The details of this are explained in my
It's essentially like a second layer of virtual memory addressing, call it "private memory", sitting on the virtual address space.

I should also state I made another error in my above statements about caches.



I said Nvidia doesn't have the equivalent of the SLC, but that's not really true. Nvidia has 128KB L1 per SM (256KB for compute graphics cards like the H100) and tens of MB for its L2 which in fact functions as a last level cache similar to Apple's SLC. Apparently on some of Nvidia's compute cards there is even a "near L2" and "far L2". What Nvidia doesn't have the equivalent of Apple's L2 cache - though again it isn't clear how the M3/M4 have changed things. Again, sorry for any confusion.

Again the details make a big difference; there's a lot more going on than just capacities if you want to map on design to another.
As far as I can tell, for Apple
- within the core proper, addressing is in private address space (ie local SRAM is accessed by a private address)

## Requests
[a] List every memory capacity that the forum post on GPU caches gives, along with the cache each one describes.
[b] Resume the forum post on GPU caches, picking up after its final line.
The material placed after the forum post on GPU caches stands apart from it.

## Data provided
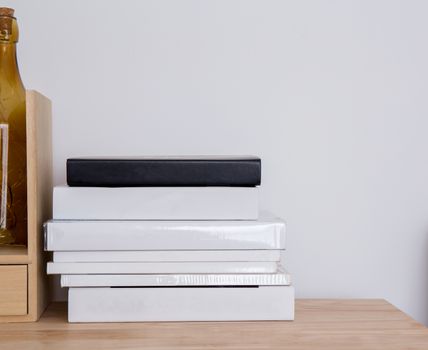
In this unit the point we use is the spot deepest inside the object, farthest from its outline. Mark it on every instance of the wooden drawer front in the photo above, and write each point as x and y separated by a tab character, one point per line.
13	290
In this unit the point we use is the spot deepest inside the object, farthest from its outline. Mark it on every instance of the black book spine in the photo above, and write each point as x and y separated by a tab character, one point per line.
130	173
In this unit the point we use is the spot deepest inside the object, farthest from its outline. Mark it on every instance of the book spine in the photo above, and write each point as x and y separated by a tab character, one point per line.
155	203
180	304
151	235
128	172
167	256
158	268
279	279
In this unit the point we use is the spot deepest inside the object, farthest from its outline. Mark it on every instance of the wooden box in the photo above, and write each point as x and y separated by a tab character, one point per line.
23	282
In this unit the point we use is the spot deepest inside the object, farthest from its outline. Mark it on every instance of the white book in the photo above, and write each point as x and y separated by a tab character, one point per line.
164	235
281	278
167	255
161	267
180	304
155	203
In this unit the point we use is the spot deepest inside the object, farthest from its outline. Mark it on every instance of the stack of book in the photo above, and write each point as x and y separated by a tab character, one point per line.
167	239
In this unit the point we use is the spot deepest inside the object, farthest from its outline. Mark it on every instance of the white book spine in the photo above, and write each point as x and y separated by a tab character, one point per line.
155	203
279	279
180	304
161	268
167	256
164	235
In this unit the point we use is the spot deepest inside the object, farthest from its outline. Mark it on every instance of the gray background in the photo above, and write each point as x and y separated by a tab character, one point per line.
332	95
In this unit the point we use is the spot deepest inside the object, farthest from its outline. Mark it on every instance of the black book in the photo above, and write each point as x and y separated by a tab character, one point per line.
164	171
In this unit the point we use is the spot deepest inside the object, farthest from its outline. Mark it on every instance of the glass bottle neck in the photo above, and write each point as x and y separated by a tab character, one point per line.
8	65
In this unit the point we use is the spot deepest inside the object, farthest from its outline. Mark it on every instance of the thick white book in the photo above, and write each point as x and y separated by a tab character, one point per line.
280	278
167	255
164	235
155	203
180	304
161	267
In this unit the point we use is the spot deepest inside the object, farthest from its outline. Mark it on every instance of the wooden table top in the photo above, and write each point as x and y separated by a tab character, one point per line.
319	324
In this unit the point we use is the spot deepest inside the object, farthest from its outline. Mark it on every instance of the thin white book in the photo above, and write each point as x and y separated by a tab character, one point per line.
160	267
70	235
180	304
167	256
280	278
155	203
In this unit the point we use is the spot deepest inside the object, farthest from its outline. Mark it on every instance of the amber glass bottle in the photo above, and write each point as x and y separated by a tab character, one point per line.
13	159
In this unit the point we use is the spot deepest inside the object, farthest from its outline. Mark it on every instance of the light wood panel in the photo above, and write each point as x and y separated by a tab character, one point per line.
39	187
39	167
13	290
319	324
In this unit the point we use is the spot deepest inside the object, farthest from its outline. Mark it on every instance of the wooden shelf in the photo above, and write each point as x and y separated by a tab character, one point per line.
319	324
29	299
14	254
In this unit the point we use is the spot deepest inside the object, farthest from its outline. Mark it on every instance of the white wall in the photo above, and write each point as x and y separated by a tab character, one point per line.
331	94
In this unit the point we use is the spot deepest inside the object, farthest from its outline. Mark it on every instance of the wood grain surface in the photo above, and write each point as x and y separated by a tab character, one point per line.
319	324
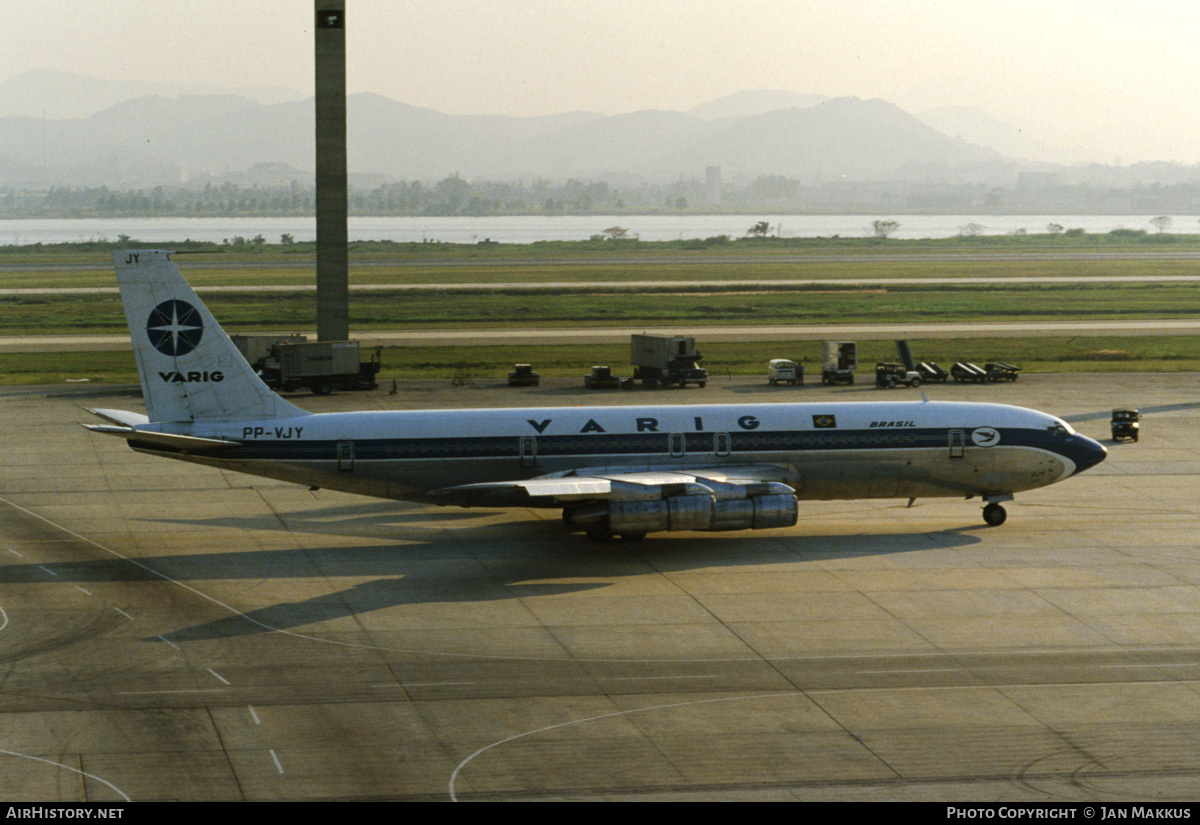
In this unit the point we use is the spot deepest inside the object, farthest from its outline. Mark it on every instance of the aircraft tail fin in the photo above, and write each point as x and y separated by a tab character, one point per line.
190	369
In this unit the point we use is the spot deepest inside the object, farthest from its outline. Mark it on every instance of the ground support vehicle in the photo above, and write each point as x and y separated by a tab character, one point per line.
1126	425
666	361
839	360
999	371
965	371
293	362
784	371
889	375
931	372
601	378
523	375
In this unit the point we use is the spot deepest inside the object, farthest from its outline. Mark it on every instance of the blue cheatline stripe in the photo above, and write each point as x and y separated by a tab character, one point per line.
627	444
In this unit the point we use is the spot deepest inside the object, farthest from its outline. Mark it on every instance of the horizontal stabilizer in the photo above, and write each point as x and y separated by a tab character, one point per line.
172	441
123	417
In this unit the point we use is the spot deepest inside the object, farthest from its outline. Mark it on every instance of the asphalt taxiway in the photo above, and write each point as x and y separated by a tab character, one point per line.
174	632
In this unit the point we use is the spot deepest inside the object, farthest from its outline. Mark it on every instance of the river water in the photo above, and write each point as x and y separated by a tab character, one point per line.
528	229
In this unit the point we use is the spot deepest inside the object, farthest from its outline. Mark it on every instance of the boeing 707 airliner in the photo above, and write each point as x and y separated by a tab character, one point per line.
613	470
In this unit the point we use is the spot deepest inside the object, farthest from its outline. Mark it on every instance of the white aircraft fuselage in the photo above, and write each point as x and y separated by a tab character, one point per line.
615	470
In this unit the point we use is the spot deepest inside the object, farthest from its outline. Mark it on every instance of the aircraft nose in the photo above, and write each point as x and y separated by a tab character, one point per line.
1086	453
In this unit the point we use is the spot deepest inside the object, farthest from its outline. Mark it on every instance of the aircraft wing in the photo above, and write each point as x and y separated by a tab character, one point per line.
595	485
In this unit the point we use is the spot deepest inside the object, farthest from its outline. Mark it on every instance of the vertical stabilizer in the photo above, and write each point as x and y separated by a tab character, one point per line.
190	369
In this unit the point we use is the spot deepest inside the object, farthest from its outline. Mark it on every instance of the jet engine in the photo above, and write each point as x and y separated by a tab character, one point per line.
705	506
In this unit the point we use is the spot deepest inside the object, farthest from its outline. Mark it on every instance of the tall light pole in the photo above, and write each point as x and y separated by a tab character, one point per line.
333	238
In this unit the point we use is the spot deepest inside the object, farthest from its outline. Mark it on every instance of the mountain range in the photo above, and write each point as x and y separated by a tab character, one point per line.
173	134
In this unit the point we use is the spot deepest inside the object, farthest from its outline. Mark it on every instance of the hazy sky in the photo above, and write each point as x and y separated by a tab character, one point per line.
1120	78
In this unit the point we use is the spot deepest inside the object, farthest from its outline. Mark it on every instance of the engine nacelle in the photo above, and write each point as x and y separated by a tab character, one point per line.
771	509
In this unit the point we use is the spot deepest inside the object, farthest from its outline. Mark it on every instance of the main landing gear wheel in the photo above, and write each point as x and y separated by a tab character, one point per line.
994	515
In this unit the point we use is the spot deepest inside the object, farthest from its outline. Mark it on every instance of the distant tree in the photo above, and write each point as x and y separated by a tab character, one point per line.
885	228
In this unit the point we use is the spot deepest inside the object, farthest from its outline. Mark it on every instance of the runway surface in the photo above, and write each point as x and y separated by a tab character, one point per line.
169	631
613	335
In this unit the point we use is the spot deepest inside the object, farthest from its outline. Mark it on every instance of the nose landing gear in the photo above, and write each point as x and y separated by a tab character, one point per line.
994	515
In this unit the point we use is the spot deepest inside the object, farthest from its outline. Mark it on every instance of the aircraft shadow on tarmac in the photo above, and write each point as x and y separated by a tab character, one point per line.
424	564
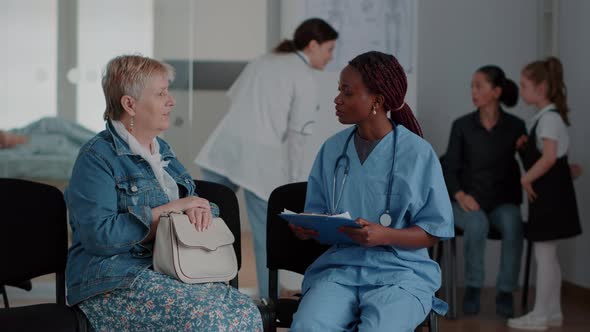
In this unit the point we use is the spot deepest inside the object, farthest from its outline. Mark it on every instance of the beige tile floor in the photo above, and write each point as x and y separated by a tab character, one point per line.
576	301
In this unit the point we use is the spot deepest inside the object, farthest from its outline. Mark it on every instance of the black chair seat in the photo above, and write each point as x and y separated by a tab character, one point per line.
450	248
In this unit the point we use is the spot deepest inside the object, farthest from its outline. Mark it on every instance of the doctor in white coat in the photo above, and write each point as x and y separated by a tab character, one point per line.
259	144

## Answers
[a]
- 128KB: Nvidia's L1 per SM
- 256KB: Nvidia's L1 per SM on compute graphics cards such as the H100
- Tens of MB: Nvidia's L2, which functions as a last level cache

[b]
- within the GPU, addressing is in virtual address space
- when an address leaves the GPU it is translated to physical address space
- the SLC operates in physical address space

This may seem esoteric, but it has implications for the costs of memory lookups. If you simply run your addressing on GPU the way a CPU does, you have a huge problem (with both power and area) in providing enough TLB lookups per cycle. I think nV have to pay this price. Meanwhile Apple's equivalent lookup (private address space->virtual address space TLB) doesn't have to happen until you hit L2, and can be optimized for the GPU (no concerns about weird aliasing with the rest of the system). The costs of a virtual->physical lookup (where you do have to worry about the rest of the system) are only paid when you transit from off the GPU to SLC.

Meanwhile SLC has it's own set of advantages. Being memory side (in other words the memory controllers are aware of everything in the SLC, unlike a standard L3) has lots of advantages for DMA and interacting with IO.
But for the GPU, what's more important is that there is a massive level of control available for the SLC. You don't just have data moved in and out based on LRU. You can define multiple different datastreams, each tagged with a DSID (data stream ID) and have these behave differently. Some data you can lock in the cache. Some you can stream through the cache (so replace MRU rather than LRU)). Some you can "decimate" in the cache (eg store every fourth line, so that you can work on that line [pulled in rapidly from the SLC] while the three non-present lines are being prefetched from DRAM. Apple's SLC is way beyond what anyone else has -- as you can see when you look at the die. The control logic for the SLC (sitting in the middle, surrounded by SRAM) is HUGE, like the size of 4 E-cores...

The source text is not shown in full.